- **Task details**
Would you restate, exactly as they appear, the lines from the one containing "Would you mind indicating the paper" through the end of the data below?

- **Referring expression pointing data**

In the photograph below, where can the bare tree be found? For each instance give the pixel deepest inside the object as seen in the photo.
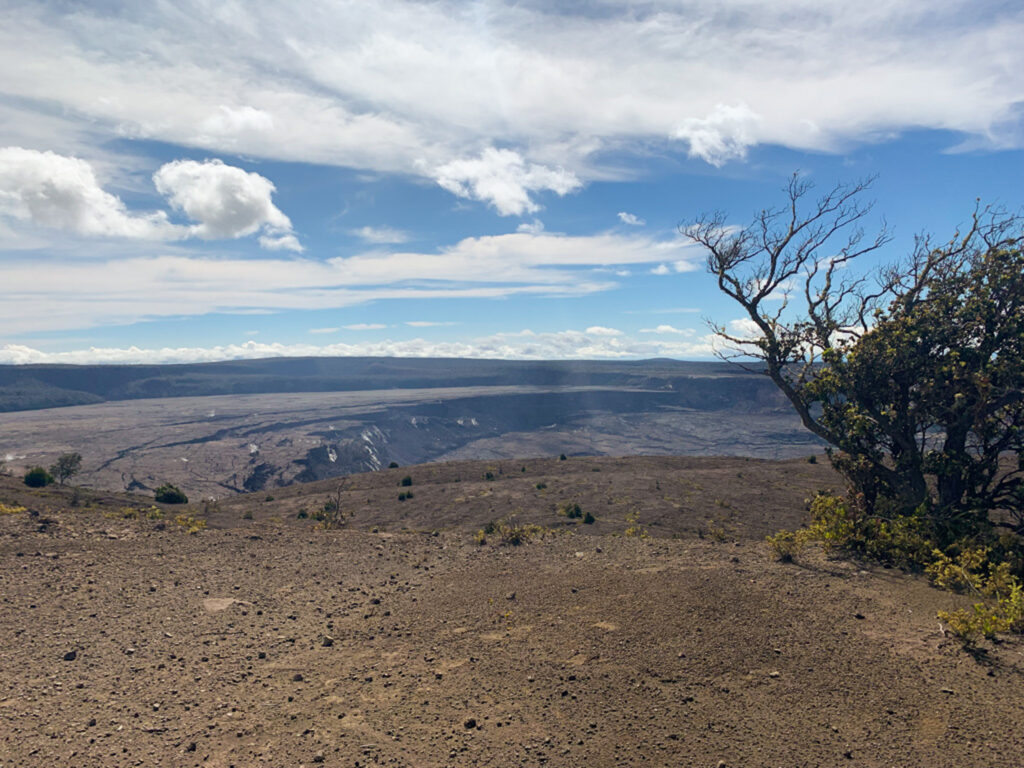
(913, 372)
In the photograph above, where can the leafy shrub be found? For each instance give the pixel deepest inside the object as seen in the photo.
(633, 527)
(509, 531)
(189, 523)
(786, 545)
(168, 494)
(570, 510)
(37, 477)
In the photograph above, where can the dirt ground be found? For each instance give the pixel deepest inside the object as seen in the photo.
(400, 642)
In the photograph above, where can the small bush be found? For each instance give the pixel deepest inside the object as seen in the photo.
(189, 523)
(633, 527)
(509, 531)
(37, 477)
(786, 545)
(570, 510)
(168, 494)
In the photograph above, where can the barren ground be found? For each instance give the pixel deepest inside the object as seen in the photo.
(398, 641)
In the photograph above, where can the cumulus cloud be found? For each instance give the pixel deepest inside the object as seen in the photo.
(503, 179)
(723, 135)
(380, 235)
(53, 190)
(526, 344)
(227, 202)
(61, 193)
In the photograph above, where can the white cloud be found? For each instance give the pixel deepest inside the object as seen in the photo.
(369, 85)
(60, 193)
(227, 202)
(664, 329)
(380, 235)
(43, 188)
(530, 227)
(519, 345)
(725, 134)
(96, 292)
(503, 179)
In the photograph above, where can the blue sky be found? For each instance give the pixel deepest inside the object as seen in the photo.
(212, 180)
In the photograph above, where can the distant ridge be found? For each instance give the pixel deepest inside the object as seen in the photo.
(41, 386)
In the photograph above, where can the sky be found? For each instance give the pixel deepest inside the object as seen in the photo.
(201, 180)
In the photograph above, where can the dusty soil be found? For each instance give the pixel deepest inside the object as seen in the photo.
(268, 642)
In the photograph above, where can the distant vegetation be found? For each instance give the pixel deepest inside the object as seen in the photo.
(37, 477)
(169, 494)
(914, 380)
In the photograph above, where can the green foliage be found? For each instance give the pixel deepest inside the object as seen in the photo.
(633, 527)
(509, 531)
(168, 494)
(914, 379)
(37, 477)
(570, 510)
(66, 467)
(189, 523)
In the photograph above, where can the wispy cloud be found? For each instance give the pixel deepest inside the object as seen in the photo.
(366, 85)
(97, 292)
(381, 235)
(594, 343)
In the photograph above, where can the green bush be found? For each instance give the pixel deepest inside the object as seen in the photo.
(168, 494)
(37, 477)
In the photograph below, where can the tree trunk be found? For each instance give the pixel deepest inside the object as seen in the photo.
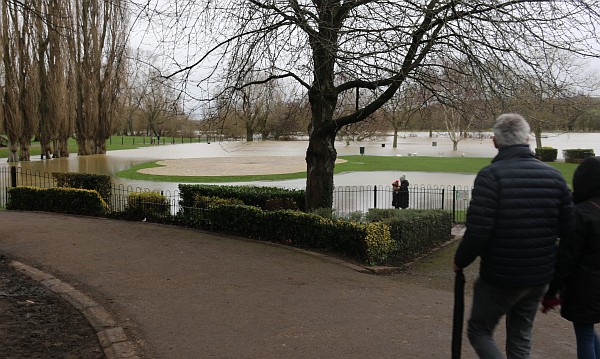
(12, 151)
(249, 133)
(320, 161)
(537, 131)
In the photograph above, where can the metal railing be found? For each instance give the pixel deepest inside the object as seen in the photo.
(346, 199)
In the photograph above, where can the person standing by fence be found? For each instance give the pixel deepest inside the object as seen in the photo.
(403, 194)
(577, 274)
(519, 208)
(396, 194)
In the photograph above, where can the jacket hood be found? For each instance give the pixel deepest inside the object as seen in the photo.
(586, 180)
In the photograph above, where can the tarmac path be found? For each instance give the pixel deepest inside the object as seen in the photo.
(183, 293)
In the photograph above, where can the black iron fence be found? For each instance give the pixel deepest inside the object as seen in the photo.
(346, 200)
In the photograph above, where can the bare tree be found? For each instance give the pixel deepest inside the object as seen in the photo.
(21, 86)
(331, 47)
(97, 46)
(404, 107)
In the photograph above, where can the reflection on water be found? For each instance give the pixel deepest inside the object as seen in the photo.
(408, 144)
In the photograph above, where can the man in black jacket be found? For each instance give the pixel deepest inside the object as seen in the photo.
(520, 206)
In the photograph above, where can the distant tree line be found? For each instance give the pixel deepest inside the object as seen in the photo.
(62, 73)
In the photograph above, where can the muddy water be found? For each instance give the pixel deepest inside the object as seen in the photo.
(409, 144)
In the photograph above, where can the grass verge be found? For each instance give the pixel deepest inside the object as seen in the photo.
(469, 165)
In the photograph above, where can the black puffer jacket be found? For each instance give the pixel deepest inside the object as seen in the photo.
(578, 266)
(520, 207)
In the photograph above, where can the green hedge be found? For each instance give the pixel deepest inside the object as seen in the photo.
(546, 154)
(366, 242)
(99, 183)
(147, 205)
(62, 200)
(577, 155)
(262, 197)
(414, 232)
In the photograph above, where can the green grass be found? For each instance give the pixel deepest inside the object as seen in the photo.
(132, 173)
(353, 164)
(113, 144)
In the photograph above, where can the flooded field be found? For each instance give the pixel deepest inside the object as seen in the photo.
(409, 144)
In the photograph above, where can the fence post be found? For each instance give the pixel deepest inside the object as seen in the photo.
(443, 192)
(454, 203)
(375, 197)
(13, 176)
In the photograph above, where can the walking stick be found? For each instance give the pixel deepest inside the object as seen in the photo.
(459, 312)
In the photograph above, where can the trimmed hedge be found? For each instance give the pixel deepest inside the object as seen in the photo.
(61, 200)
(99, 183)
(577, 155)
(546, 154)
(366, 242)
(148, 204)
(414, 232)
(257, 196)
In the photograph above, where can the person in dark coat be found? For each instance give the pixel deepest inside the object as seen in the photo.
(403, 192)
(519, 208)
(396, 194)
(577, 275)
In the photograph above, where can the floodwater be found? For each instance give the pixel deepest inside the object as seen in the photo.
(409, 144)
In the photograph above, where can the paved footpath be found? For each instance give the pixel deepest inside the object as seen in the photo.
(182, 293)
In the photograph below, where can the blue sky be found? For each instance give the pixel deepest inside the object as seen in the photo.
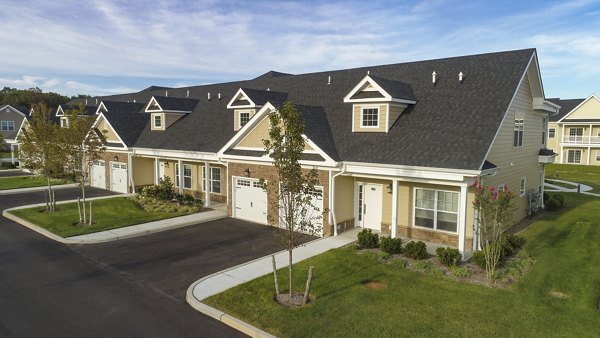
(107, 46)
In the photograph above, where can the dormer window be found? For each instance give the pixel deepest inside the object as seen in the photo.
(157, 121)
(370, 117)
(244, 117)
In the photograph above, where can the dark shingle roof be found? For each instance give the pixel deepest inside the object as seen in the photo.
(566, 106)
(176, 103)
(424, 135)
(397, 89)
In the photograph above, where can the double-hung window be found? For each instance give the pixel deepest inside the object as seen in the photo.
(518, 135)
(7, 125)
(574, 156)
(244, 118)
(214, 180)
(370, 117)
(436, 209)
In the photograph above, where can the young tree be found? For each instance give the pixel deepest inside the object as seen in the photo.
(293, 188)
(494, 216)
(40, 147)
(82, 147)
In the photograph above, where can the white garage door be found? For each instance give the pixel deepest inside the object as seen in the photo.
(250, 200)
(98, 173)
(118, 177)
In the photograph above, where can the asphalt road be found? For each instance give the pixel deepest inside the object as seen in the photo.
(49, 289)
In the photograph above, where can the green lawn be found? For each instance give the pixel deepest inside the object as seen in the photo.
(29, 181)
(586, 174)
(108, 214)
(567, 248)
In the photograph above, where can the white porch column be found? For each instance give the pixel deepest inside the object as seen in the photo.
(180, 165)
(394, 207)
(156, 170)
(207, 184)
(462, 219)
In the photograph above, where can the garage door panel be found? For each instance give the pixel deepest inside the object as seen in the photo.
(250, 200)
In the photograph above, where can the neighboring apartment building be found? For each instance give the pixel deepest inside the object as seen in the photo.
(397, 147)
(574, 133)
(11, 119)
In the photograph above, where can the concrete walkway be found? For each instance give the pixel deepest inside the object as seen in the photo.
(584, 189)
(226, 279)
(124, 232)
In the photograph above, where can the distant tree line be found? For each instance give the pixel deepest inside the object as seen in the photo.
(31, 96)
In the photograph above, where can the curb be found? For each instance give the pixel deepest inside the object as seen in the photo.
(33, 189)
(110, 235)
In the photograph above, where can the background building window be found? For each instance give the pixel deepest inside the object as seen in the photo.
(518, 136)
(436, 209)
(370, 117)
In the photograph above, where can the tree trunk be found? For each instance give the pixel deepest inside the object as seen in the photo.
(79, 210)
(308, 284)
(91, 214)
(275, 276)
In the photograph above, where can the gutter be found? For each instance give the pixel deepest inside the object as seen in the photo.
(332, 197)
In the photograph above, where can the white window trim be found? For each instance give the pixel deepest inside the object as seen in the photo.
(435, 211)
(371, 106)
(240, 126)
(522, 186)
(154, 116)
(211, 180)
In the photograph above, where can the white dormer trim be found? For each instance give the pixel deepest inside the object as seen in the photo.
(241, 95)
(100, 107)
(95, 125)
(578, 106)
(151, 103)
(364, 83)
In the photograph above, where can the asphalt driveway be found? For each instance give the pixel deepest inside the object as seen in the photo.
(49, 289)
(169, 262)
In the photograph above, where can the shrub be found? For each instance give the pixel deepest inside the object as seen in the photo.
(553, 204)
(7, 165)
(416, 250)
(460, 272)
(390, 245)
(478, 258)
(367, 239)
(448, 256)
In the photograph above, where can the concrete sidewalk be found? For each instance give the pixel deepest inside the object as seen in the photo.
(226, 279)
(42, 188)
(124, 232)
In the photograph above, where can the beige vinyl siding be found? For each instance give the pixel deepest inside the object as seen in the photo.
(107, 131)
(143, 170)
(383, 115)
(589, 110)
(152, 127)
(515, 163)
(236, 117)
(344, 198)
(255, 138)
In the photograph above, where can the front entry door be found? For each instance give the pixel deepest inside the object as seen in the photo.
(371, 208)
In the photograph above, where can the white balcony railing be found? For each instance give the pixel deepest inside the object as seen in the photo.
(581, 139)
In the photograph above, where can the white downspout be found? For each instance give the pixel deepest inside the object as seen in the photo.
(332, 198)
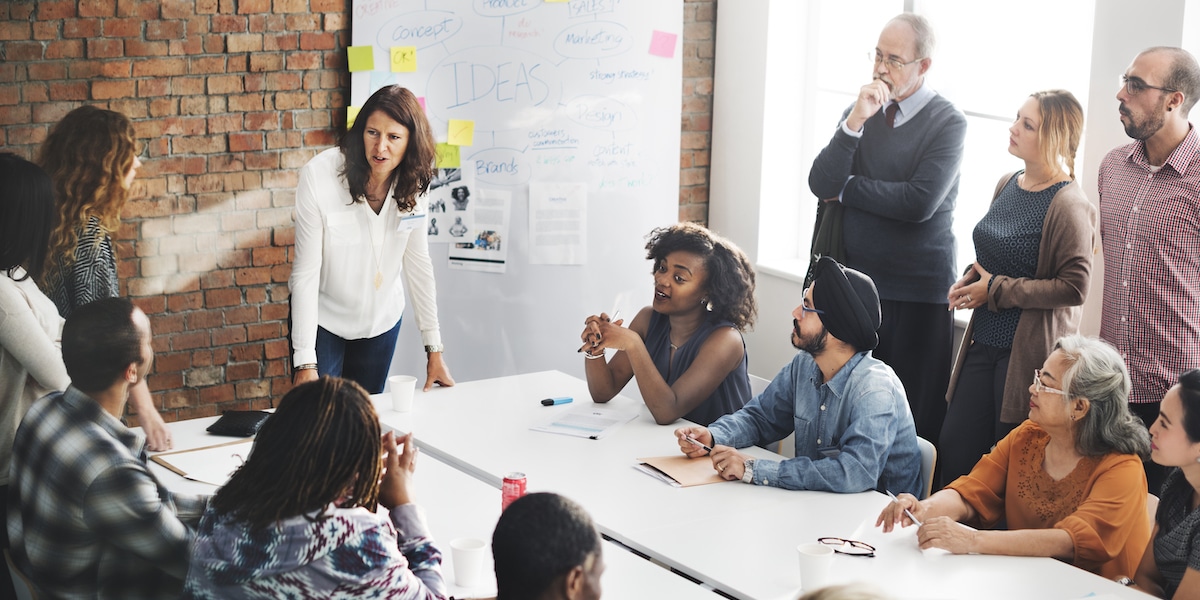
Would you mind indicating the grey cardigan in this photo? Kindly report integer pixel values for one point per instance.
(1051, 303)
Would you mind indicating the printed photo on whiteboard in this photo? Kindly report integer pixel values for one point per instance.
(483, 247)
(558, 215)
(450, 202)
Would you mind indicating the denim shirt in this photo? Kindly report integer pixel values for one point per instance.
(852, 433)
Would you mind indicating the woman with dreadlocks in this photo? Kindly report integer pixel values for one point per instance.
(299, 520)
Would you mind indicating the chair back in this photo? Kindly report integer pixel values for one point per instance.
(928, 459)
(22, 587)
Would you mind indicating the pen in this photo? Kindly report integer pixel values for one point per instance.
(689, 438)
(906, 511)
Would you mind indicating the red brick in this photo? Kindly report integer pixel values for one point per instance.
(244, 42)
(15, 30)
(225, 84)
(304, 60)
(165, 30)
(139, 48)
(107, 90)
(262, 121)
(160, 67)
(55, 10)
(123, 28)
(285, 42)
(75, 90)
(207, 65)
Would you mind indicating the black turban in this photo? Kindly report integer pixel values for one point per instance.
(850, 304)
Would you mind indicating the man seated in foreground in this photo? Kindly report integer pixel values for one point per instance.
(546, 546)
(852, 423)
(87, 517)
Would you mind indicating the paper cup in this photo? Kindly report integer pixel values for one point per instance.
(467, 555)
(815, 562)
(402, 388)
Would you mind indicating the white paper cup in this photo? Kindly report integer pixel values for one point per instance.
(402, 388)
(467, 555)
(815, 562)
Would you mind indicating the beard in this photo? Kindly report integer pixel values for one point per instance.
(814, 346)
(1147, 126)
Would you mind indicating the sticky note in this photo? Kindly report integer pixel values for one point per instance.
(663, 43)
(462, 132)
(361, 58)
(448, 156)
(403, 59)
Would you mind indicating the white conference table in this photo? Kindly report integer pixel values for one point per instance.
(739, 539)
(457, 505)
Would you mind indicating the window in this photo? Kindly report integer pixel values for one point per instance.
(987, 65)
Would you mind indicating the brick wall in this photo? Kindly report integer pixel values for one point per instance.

- **Problem solution**
Would you mind indicating the paper cup in this photo? Kindly report integer pixel values for one point per instance.
(467, 555)
(815, 562)
(402, 388)
Would you mind indicating the white paper cup in this photo? Kindly report integer pixel values for one point per instance.
(402, 388)
(467, 555)
(815, 562)
Would you mind indicating the beard in this photo? Kindly report integer pixel values for one point per instance.
(814, 346)
(1147, 126)
Would you mind indicating the sticky note in this photo? Kindly report integer pixel values for one point per instance.
(663, 43)
(462, 132)
(361, 58)
(448, 156)
(403, 59)
Would you mind indicating the white conference table in this photo? Kindly report integer pixel values for one point per instance.
(739, 539)
(457, 505)
Would you mind indicating the window in this photo? Kindly report integer pixel values for one point per instance.
(987, 65)
Would you mind indicating the brick wall in this photo? Kindly report integer pixel values for one point per instance.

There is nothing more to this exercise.